> Set problem 1
From the environment and version list in the face-scraping write-up, list every item that is given with a dotted version number, along with that number.
> Set problem 2
Output the passage of the face-scraping write-up that begins at the words "I started studying" and stops after the words "a specific person.".

[PYTHON] Collect only facial images of a specific person by web scraping

I started studying machine learning in April, and sometimes I wish I had a face image of a specific person, so I decided to collect it by web scraping. Perhaps I can find such a dataset if I search for it, but I wanted to do it with a photo of my favorite person's face anyway. Since the face detection of openCV alone extracts the non-face part and collects the face images of unrelated people, the purpose is to add a face recognition system and collect only the face images of a specific person.

Before running the program

Notes

Web scraping is a lot of gray, so be careful not to overload the server when you run it.

Environment / version

Winsows10 Anaconda3 Python 3.5.6 cmake 3.17.1 dlib 19.19.0 face-recognition 1.3.0 opencv-python 4.2.0.34

About execution result

I will write the results in detail later, but this program collects face images using face recognition, but the feeling I have experimented with is the face of a specific person with almost 100% accuracy. I got an image, but if it's a Japanese face (or rather an Asian), the accuracy will drop. When collecting Japanese faces, it is necessary to manually sort them after execution.

How to use the program

The program code has been published on github, so please download it from there. If you want to do it because the explanation is good, please read the simple procedure on github and execute it.

This time I would like to collect facial images of ** Ai Shinozaki, the cutest in Japan **

Install library

This time we will use a library called face_recognize. This requires cmake and dlib as described in the Documentation (https://github.com/ageitgey/face_recognition). All you have to do is add the required libraries.

Segmentation data

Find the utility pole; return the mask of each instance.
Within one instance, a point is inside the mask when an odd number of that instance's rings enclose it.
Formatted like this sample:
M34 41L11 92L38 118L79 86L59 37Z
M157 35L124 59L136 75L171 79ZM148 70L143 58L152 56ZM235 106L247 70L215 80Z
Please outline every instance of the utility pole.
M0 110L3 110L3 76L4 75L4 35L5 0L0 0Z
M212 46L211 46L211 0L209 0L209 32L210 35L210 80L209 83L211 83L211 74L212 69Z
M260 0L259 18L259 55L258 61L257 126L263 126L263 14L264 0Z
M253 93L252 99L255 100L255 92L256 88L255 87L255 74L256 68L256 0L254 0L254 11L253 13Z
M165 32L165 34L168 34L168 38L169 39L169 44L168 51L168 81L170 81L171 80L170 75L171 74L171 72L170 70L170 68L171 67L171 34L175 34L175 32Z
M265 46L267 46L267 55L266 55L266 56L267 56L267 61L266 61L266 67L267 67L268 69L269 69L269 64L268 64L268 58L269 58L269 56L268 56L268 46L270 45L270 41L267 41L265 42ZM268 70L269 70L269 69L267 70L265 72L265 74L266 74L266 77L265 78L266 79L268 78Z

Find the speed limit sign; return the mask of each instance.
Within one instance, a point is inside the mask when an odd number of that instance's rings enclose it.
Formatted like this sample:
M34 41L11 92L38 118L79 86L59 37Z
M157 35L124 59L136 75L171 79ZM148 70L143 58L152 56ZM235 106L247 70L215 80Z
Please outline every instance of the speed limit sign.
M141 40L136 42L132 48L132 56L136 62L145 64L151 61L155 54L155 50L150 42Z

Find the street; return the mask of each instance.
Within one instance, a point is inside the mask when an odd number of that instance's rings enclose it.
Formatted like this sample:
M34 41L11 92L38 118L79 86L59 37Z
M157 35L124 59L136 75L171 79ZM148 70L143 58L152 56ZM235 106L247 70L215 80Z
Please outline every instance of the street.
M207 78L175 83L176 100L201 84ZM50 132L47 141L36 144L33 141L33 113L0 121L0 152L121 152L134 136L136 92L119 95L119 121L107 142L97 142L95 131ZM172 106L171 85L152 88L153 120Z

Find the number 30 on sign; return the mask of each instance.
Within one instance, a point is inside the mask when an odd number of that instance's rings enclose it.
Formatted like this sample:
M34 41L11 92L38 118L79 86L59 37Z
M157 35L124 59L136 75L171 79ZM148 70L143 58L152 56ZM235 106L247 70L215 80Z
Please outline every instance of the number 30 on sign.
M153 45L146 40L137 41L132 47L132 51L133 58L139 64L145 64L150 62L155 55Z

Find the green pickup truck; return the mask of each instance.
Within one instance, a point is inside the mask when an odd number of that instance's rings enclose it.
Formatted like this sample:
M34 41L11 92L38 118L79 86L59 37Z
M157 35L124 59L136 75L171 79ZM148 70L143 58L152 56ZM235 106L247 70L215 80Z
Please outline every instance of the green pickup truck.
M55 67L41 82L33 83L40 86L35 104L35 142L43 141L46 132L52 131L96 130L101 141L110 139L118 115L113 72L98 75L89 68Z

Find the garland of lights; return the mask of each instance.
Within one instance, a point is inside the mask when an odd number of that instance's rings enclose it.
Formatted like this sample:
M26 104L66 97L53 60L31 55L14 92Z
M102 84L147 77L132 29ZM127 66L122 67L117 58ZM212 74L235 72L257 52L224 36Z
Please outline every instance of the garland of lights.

> Reply 1
Python 3.5.6
cmake 3.17.1
dlib 19.19.0
face-recognition 1.3.0
opencv-python 4.2.0.34

> Reply 2
I started studying machine learning in April, and sometimes I wish I had a face image of a specific person, so I decided to collect it by web scraping. Perhaps I can find such a dataset if I search for it, but I wanted to do it with a photo of my favorite person's face anyway. Since the face detection of openCV alone extracts the non-face part and collects the face images of unrelated people, the purpose is to add a face recognition system and collect only the face images of a specific person.